周桂花二零一六年一月在公園裏講真相被綁架,被當地公檢法構陷冤判兩年,被迫流離失所,於二零一九年回家。回家後,當地法院、北關派出所、臨朐國保繼續迫害周桂花,幾次送監體檢,均因身體不合格未能得逞。
周桂花,女,一九五四年一月生,曾經多次被非法抄家、綁架,一次關洗腦班、一次關派出所、二次拘留,並被非法判勞教一年。周桂花的丈夫馬連俊在單位是保衛科長,沒打壓前也煉功,後來因為迫害打壓不敢煉了,加上公安警察一次次的騷擾抄家,舊病復發,於二零零三年去世。

**所給資料**
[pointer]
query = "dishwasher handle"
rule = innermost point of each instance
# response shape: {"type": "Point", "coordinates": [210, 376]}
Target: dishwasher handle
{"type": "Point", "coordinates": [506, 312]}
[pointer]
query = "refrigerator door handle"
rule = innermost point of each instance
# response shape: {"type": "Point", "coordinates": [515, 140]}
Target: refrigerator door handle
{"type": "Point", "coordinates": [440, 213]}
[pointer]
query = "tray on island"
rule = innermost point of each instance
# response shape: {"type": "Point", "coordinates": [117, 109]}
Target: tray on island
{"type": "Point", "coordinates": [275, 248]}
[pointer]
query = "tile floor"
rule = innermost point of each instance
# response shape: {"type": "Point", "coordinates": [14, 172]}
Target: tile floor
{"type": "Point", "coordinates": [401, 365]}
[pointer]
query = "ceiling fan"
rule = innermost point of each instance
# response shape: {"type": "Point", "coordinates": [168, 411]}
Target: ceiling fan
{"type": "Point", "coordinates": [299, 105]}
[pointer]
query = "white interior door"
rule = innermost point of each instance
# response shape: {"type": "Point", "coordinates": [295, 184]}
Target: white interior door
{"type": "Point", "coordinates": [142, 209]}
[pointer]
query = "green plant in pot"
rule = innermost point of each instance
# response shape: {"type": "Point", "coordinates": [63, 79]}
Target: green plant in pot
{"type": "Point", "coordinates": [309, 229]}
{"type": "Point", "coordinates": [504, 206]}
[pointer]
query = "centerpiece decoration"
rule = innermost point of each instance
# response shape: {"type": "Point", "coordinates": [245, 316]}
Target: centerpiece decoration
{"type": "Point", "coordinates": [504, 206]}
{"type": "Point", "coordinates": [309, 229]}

**題目 1**
根據關於周桂花的原文，回答下列問題：
(a) 周桂花是哪一年、哪一月出生的？
(b) 周桂花的丈夫馬連俊在單位擔任什麼職務？
(c) 周桂花是在哪一年回家的？
**題目 2**
請接續關於周桂花的原文，從其最後一句之後往下寫。
所給各行與原文內容並無關聯。

**書面回答 1**
(a) 一九五四年一月。
(b) 保衛科長。
(c) 二零一九年。

**書面回答 2**
周桂花和丈夫身體都不好,都有好幾種病才走進大法修煉的。沒煉功的時候,到醫院檢查,醫生說周桂花的病已經不好治了,子宮瘤、淋巴瘤、坐骨神經痛等,因為沒錢做手術,就回家了,誰都沒說,等死吧。病痛折磨的她生不如死、痛不欲生。一九九七年八月看到人家煉功,周桂花也跟人家煉了,不到兩個月,身心得到了淨化,所有的疾病都沒有了,真是太神奇了。從此以後,她時時刻刻按照「真、善、忍」要求自己,身體健健康康,也給國家、給兒女省了醫藥費錢。丈夫看到她身體的變化,一九九八年也修煉了,以前的高血脂、高血壓、冠心病都好了。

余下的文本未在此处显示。